• _Exercise_:
Transcribe each entry below exactly. Pictures do not go in the copy.

• _Task material_:
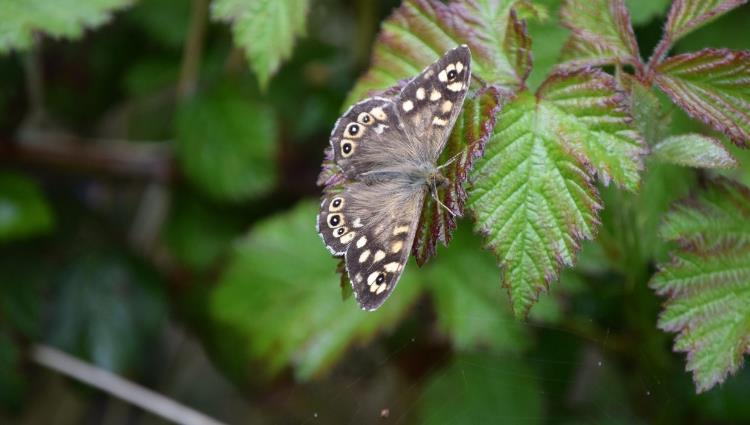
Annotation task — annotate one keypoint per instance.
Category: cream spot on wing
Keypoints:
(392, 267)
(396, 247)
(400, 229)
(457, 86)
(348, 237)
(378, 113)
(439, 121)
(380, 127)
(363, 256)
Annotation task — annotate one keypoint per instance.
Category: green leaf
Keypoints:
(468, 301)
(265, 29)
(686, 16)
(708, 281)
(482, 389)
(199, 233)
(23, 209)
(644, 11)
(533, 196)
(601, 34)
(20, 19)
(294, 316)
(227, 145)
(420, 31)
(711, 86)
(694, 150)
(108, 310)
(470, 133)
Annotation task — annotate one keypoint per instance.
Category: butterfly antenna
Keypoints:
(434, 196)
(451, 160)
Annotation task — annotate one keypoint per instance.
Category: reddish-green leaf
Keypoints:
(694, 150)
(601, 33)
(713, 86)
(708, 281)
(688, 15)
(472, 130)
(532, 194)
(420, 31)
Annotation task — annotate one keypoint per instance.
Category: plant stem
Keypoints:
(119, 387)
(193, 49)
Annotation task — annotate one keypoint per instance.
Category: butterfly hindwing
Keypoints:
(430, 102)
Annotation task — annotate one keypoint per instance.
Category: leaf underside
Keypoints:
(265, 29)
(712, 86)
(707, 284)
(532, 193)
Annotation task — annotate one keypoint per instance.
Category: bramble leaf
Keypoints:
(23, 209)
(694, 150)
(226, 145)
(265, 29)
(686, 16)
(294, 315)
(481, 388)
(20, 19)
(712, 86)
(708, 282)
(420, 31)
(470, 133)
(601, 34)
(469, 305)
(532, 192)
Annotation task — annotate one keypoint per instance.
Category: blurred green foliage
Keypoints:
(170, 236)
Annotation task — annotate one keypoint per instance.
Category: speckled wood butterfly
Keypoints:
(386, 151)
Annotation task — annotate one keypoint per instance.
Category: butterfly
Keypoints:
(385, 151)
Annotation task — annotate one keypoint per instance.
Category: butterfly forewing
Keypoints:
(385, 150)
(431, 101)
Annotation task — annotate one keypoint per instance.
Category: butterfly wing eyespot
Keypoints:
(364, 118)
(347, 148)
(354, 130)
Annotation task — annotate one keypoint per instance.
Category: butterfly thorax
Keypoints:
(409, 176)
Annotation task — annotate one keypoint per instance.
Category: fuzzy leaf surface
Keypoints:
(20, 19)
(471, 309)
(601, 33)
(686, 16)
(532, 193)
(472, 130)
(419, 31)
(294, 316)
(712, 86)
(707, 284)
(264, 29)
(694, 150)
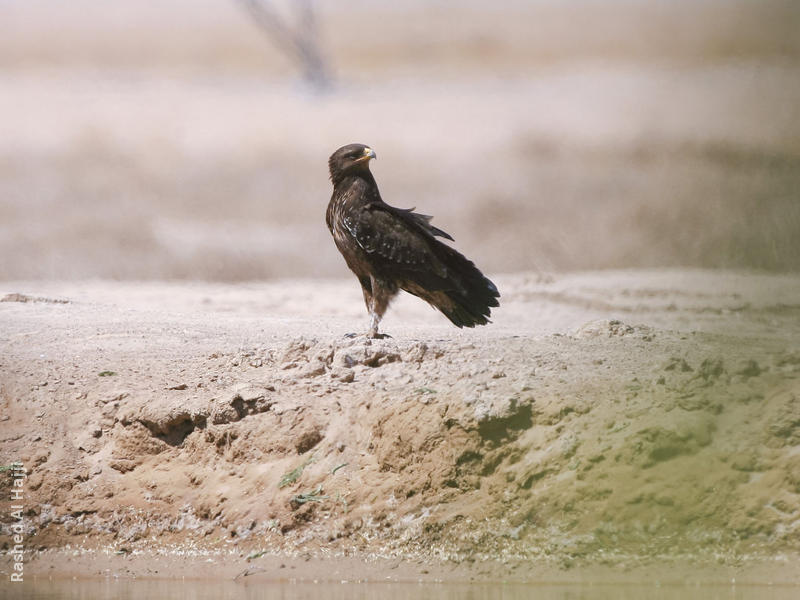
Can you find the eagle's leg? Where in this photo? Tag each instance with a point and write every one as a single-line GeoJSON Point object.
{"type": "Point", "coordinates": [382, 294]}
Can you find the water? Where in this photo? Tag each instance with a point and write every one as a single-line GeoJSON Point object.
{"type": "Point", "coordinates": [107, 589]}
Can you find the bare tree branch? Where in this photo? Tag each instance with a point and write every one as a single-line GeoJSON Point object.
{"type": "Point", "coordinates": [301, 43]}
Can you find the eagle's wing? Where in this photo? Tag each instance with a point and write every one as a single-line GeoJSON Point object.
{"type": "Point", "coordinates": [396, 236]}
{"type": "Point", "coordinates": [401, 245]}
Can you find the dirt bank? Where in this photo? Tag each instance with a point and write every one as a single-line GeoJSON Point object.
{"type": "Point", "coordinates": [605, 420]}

• _Solved problem_:
Annotation task — annotate one keypoint per instance.
Category: cream spot on wing
Keypoints:
(392, 267)
(396, 247)
(400, 229)
(457, 86)
(348, 237)
(378, 113)
(439, 121)
(380, 127)
(363, 256)
Annotation task — annotate one keypoint per instance.
Category: green leaf
Keypoints:
(468, 301)
(265, 29)
(686, 16)
(708, 281)
(482, 389)
(199, 233)
(23, 209)
(644, 11)
(533, 196)
(601, 34)
(20, 19)
(294, 316)
(227, 145)
(420, 31)
(711, 86)
(694, 150)
(108, 310)
(470, 133)
Annotation task — annotate one keypoint per instance.
Category: butterfly antenna
Keypoints:
(434, 196)
(451, 160)
Annotation task — annotate one keypoint per instance.
Category: reddish-green leaf
Keypoints:
(694, 150)
(601, 33)
(713, 86)
(708, 281)
(688, 15)
(472, 130)
(532, 194)
(420, 31)
Annotation task — annotate one keypoint per instance.
Category: plant stem
Keypoints:
(119, 387)
(193, 49)
Annotation task — annotate one keypoint per instance.
Category: butterfly hindwing
Keypoints:
(430, 102)
Annotation task — annotate one keypoint per instance.
Category: leaf underside
Keypoints:
(265, 29)
(712, 86)
(707, 284)
(532, 193)
Annotation task — annotate one keypoint per instance.
Category: bramble leaf
Keypoints:
(23, 209)
(694, 150)
(226, 145)
(265, 29)
(686, 16)
(294, 315)
(481, 388)
(20, 19)
(712, 86)
(708, 282)
(420, 31)
(470, 133)
(601, 34)
(469, 305)
(532, 192)
Annotation task — annotate one keypoint per instance.
Category: blurred green foliage
Keypoints:
(170, 236)
Annotation task — annotate one keypoint per instance.
Category: speckled wood butterfly
Keypoints:
(386, 151)
Annotation task — annotate one keypoint per instance.
Category: butterfly
Keypoints:
(385, 151)
Annotation task — annotate one keypoint per instance.
Category: butterfly forewing
Keypoints:
(385, 150)
(431, 101)
Annotation task — annotate one keypoint per instance.
Category: butterfly wing eyespot
Keypoints:
(364, 118)
(347, 148)
(354, 130)
Annotation task — annotate one keypoint per instance.
Category: butterfly thorax
Keypoints:
(409, 176)
Annotation task — annotate one keypoint per instance.
Category: fuzzy leaf surface
Keypoints:
(20, 19)
(471, 309)
(601, 33)
(686, 16)
(532, 193)
(472, 130)
(419, 31)
(294, 316)
(712, 86)
(707, 284)
(264, 29)
(694, 150)
Can you find the eagle's leg? Where in this photo? Tag each instance with a point and write every one as a single-line GeoJSON Point object.
{"type": "Point", "coordinates": [382, 294]}
Can you find the water? Where in this photo? Tag each instance with a point and write every one as a single-line GeoJSON Point object.
{"type": "Point", "coordinates": [107, 589]}
Can you find the bare tree branch? Where in this photo? Tag each instance with a point and write every one as a single-line GeoJSON Point object.
{"type": "Point", "coordinates": [301, 43]}
Can you find the eagle's wing? Where in this photo? Tag each instance with a point and write every one as a single-line GeoJSON Point object.
{"type": "Point", "coordinates": [396, 236]}
{"type": "Point", "coordinates": [401, 245]}
Can you find the dirt bank? Where in this photo? Tag each instance with a point and write every one as a single-line GeoJSON Point object.
{"type": "Point", "coordinates": [605, 420]}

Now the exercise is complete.